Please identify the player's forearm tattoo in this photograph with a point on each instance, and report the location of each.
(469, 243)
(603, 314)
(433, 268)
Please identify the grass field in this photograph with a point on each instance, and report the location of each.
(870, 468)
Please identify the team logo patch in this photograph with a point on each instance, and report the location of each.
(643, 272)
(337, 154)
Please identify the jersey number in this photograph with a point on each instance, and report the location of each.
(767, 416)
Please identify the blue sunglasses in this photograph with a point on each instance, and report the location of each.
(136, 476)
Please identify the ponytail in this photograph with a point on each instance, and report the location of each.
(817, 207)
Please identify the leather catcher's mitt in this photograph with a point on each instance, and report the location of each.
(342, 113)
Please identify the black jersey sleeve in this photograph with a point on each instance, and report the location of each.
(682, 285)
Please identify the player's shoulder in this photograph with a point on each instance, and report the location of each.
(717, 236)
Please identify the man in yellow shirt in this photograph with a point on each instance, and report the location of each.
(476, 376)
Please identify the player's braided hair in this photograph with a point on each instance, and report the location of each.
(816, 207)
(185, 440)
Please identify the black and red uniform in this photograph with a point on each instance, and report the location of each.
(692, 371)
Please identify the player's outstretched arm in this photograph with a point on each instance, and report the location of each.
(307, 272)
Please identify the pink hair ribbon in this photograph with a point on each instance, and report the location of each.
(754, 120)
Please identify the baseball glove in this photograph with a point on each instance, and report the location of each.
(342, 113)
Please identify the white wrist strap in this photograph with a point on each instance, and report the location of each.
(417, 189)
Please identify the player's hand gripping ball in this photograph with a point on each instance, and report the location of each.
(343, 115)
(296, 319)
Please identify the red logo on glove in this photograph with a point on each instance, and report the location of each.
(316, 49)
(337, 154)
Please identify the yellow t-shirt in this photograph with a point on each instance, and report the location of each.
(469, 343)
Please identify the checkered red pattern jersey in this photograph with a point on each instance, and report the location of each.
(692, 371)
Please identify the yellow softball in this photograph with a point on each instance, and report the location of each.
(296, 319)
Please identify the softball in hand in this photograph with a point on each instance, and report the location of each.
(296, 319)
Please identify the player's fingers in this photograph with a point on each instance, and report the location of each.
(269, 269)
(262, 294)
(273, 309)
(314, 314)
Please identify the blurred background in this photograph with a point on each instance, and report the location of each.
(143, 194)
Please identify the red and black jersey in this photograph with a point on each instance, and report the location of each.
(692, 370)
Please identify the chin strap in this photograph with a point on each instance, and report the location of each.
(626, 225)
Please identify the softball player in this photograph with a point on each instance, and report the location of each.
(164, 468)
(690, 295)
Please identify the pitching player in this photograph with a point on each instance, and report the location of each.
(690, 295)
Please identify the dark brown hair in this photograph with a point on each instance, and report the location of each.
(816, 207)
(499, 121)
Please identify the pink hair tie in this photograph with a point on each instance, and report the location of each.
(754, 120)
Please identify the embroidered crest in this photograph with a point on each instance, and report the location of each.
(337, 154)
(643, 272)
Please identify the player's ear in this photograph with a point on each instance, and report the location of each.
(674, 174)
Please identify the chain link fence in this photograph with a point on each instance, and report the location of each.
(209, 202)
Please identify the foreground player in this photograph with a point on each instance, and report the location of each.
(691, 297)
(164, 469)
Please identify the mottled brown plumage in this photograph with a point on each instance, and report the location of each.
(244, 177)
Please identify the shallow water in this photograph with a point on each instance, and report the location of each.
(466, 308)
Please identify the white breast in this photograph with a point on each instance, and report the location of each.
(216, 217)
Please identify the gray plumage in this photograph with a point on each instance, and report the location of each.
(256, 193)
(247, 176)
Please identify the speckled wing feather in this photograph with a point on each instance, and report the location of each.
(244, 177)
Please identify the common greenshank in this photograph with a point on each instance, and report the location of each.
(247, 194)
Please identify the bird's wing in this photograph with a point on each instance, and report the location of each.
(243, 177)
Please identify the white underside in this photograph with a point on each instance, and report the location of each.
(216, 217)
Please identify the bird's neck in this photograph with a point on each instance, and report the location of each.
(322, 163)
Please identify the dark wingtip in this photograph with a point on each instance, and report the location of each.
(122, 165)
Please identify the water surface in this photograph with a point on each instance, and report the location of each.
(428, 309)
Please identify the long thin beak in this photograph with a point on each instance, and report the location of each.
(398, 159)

PROBLEM STATEMENT
Extract all of the data shown above and repeat it verbatim.

SOLUTION TO THE PROBLEM
Please identify the player's forearm tattoo in this photograph with a point on each instance, and report the location of each.
(469, 243)
(603, 314)
(433, 268)
Please identify the grass field in this photograph with a point on each instance, and report the location of each.
(870, 468)
Please identify the team logo patch in this photograph with a point on each instance, and report the location of each.
(643, 272)
(337, 154)
Please identify the jersey number in this photograph with a point on each instance, and report the location of each.
(767, 416)
Please identify the blue sunglasses in this photograph with a point on each instance, and report the location of each.
(136, 476)
Please identify the ponytail in this photograph with a point on each instance, and report the location of each.
(817, 207)
Please identify the leather catcher's mitt in this photograph with a point on each instance, and report the location of each.
(342, 113)
Please identify the black jersey sleeve in this photograph with a point on each instance, and report the location of each.
(682, 285)
Please identify the player's shoulder in this photograph with a point on each instance, and report the location of each.
(717, 236)
Please identify the man in yellow shirt in this photograph with a point on each instance, and report the location of each.
(476, 376)
Please identify the player's braided hair in this photograph with a point on each instance, and report the location of each.
(816, 207)
(185, 440)
Please identify the black and red uniform in this photograph with a point on each instance, and report the location of each.
(692, 371)
Please identify the player's outstretched arm in this photograph with a point on each instance, and report the location of each.
(307, 272)
Please identify the pink hair ribbon in this photograph with a point on each instance, and report the location of each.
(754, 120)
Please identify the baseball glove in this photograph with a point on each instance, and report the location of each.
(342, 113)
Please identify the white wrist strap in this photograph with a point on each instance, and report the location of each.
(417, 189)
Please identify the player's hand gripping ball in this photograph with a point on each instance, and report the location of each.
(343, 115)
(296, 319)
Please identify the red logo on glove in this photograph with a point on each instance, and report the location of each.
(316, 49)
(337, 154)
Please identify the yellow t-shirt in this photograph with a point on each instance, and report the location of each.
(469, 343)
Please identify the checkered red pattern jersey in this photograph with a point on each instance, and report the location of each.
(692, 371)
Please identify the yellow softball in this photograph with a point on each instance, and report the location of each.
(296, 319)
Please identify the softball in hand in this photograph with a point on each instance, and report the location of each.
(296, 319)
Please identify the player's fingers in this photograph with a point on each instance, and report the location of each.
(269, 269)
(262, 294)
(273, 309)
(314, 314)
Please identify the blurred background in this photograph with a point on each instance, and report the location of each.
(143, 194)
Please identify the red and black jersey in this photograph with a point on each instance, and report the location of each.
(692, 370)
Please identify the chin strap in this photograph with a point on each instance, and report the location of each.
(626, 225)
Please identify the softball player in this photograph with a point on each instance, and report the location of each.
(164, 468)
(690, 295)
Please identify the pitching player in this photograph with a point on each instance, and report the location of each.
(690, 295)
Please identify the dark brown hair in this photograph with a point on each instance, and report the location of each.
(816, 207)
(499, 121)
Please identify the pink hair tie in this photograph with a point on each instance, and report the location of each.
(754, 120)
Please identify the embroidered crest in this photograph with a point on each instance, and report the location of each.
(337, 154)
(643, 272)
Please identify the player's ear in this photograph with a point on each instance, and report the location of each.
(674, 174)
Please identify the chain link fence in this photograph with a point on each instance, and report the location of each.
(209, 202)
Please identify the foreground player in this photograph with a point on each instance, and report the location of each.
(691, 297)
(164, 469)
Please identify the mottled brown plumage in this photograph with a point on each instance, and report the location of each.
(244, 177)
Please identify the shallow water in this photograph with a point on each instance, and report the location of each.
(466, 308)
Please identify the white breast in this photograph with a point on each instance, and report the location of each.
(216, 217)
Please identify the gray plumage in this photograph with a point on each instance, and report the location of each.
(256, 193)
(247, 176)
Please identify the speckled wing feather in this photograph with a point on each instance, and report the location of each.
(244, 177)
Please identify the common greenshank in this photograph with a point on each instance, and report the location of each.
(247, 194)
Please identify the bird's wing in this photograph with a point on each instance, and report the location of each.
(243, 177)
Please identify the white underside in this photograph with a point on each instance, and report the location of each.
(216, 217)
Please identify the bird's neck in this photograph with a point on each instance, and report the location of each.
(322, 163)
Please identify the dark wingtip in this photograph with a point on each instance, and report the location of each.
(122, 165)
Please identify the water surface in this photograph with a point on each instance, and report the location of each.
(428, 309)
Please identify the long thin beak in this photograph with a point on each instance, and report the location of each.
(398, 159)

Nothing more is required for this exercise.